Aim of the task - Locate each line in the listing below that contains the word "dark", and copy every such line in full.

Dataset extract -
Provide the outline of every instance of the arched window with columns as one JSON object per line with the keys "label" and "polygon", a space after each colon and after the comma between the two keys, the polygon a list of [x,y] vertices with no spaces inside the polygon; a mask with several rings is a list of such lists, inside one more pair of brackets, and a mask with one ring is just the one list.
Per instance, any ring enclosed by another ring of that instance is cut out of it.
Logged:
...
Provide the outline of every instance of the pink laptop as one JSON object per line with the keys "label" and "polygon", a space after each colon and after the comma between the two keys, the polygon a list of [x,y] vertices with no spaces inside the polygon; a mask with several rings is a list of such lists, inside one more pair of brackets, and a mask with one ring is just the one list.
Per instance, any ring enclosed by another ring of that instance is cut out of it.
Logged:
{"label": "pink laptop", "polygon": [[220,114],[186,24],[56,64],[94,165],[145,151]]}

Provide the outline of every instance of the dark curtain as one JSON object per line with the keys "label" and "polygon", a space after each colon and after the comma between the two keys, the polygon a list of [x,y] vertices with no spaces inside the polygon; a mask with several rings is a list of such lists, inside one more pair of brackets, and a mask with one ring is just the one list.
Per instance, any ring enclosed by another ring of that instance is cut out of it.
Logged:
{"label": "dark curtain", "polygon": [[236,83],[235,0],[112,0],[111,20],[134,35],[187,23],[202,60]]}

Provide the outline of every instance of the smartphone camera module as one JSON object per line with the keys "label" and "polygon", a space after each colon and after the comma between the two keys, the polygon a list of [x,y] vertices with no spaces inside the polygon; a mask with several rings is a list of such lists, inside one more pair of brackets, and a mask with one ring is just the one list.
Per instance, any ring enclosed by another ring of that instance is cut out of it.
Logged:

Result below -
Provide the outline of every instance of the dark curtain as one JSON object per line with the keys "label" and "polygon", a space after each colon and after the comma between the two keys, the polygon a list of [x,y] vertices with no spaces inside the polygon; a mask with several rings is a list of such lists, inside one more pair of brackets, and a mask with one ring is just the one list.
{"label": "dark curtain", "polygon": [[236,83],[235,0],[112,0],[111,20],[134,35],[187,23],[202,60]]}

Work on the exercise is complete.